Collected data:
++++++++
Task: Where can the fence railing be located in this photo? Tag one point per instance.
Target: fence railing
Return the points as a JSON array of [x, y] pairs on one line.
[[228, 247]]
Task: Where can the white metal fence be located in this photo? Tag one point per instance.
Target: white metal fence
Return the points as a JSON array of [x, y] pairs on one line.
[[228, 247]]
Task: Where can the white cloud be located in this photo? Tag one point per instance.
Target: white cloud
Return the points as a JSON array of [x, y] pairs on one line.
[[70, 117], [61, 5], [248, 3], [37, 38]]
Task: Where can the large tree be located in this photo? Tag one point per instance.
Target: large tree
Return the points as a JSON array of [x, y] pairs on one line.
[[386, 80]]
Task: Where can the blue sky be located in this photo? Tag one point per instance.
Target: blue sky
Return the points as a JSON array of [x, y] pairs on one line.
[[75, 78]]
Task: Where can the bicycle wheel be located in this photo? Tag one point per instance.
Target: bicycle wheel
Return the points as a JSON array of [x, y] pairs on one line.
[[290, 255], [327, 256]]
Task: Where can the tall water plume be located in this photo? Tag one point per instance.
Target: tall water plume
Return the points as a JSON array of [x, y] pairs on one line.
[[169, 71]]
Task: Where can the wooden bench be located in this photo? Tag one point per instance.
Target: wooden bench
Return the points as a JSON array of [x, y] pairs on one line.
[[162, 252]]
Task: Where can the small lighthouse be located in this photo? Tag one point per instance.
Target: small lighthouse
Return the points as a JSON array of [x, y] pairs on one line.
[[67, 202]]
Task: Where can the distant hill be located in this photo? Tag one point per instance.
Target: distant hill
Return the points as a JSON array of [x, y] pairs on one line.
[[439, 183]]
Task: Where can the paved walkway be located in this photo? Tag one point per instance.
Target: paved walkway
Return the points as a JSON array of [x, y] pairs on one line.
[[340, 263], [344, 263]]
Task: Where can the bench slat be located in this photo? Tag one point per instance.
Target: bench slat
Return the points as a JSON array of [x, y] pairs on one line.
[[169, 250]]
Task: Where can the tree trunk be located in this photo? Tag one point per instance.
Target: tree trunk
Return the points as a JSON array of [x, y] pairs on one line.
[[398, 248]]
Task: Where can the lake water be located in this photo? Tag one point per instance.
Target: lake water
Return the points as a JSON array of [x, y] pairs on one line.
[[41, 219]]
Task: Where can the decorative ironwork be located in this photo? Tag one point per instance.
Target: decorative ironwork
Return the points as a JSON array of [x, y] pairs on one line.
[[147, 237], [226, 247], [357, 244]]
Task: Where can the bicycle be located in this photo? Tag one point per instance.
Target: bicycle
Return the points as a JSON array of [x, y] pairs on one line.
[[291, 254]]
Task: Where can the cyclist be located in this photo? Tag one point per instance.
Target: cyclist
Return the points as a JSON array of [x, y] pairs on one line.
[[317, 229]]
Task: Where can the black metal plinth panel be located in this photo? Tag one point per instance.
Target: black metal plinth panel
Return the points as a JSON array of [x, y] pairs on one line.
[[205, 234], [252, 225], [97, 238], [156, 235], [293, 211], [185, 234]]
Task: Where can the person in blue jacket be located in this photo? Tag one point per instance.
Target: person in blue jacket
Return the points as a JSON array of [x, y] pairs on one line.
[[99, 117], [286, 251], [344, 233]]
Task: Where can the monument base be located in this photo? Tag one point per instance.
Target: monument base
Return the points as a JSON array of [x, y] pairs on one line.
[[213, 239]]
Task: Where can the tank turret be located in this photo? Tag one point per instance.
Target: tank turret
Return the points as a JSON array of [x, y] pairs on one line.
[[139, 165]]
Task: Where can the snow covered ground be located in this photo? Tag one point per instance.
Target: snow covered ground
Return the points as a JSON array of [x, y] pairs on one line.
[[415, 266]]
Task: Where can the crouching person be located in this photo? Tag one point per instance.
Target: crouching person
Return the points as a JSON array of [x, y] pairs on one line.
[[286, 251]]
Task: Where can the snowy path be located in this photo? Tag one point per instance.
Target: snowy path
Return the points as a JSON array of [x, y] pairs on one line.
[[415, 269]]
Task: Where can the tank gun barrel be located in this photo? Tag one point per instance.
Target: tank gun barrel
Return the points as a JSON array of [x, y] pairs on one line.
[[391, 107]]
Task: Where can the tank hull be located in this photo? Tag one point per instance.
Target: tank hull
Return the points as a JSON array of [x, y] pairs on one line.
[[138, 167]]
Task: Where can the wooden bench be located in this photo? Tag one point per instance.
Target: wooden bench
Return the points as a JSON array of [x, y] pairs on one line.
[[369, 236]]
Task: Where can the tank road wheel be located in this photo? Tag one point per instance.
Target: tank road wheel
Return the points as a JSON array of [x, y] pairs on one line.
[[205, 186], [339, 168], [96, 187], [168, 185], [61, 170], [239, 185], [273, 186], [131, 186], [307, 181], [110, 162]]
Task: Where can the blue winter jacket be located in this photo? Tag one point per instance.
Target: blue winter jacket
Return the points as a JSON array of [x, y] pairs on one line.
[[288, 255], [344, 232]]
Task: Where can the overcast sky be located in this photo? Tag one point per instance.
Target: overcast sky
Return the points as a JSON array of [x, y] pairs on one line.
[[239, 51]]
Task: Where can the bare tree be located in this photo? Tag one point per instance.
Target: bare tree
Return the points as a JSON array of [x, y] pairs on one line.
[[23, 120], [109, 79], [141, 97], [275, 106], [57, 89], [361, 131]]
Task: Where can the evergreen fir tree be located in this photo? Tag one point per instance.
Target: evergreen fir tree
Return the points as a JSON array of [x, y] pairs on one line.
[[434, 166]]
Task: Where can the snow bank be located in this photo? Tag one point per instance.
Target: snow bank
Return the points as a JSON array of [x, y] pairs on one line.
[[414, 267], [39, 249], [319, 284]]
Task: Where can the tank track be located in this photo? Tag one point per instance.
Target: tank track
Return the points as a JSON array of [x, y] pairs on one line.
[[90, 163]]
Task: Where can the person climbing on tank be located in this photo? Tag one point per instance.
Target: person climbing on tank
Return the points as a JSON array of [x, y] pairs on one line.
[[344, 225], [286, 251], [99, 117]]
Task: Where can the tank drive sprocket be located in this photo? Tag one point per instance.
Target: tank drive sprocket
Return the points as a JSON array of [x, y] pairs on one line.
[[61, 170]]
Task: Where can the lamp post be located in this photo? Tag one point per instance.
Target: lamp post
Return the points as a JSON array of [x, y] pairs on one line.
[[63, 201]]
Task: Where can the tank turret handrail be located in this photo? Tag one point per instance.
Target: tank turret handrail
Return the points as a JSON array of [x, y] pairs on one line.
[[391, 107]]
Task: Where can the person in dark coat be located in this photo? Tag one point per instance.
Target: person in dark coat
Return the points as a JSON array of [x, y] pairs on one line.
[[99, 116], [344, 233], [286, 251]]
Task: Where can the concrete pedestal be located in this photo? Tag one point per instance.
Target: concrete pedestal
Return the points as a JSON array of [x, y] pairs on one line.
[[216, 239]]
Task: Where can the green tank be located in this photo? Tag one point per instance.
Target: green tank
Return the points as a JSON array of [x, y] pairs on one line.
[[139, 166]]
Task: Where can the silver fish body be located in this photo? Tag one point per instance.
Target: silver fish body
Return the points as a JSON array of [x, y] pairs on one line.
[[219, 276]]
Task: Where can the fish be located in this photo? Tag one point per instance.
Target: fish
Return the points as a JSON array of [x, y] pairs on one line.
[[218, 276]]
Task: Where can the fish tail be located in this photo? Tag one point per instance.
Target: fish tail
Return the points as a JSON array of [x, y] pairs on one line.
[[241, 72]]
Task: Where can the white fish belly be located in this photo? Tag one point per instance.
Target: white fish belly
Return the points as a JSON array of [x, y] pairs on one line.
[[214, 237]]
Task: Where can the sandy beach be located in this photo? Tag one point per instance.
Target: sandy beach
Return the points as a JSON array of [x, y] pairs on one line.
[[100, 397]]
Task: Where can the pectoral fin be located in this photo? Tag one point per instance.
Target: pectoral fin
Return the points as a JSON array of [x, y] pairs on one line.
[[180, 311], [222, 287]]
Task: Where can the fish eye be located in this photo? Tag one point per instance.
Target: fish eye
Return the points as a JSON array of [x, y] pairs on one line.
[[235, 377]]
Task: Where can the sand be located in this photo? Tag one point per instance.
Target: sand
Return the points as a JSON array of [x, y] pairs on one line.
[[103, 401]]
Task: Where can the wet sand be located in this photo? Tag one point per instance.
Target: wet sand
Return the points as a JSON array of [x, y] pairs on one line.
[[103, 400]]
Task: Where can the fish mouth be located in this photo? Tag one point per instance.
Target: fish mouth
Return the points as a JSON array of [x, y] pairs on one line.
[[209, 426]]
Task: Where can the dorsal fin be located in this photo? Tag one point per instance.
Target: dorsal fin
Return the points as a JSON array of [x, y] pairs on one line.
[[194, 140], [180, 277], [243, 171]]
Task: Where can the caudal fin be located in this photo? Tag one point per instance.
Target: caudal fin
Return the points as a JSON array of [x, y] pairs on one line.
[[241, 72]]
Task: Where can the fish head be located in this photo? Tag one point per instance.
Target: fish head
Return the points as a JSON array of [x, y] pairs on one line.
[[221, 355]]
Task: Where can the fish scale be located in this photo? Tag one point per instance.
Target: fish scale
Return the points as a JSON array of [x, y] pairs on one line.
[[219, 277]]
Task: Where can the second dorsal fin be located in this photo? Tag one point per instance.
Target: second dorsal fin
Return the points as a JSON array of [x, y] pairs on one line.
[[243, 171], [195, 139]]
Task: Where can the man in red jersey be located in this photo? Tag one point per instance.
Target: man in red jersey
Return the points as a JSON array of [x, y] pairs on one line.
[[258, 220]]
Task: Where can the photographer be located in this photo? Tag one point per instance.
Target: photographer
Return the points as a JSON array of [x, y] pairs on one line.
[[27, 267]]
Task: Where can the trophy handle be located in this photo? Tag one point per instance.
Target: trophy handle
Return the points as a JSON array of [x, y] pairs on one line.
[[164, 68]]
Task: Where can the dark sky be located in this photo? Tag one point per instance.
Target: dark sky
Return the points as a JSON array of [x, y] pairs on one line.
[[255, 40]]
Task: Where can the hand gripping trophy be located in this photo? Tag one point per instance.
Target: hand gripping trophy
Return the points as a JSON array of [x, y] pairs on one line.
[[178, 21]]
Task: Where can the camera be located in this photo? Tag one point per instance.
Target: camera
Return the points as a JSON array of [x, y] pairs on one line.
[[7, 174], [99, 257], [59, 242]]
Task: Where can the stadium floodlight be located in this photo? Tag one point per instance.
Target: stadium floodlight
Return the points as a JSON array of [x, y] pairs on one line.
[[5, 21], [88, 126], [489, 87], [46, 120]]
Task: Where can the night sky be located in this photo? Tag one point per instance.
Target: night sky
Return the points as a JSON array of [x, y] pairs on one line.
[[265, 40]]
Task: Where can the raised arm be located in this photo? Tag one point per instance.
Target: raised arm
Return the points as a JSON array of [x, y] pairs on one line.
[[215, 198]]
++++++++
Output nothing but the number of lines in the data containing the string "photographer".

2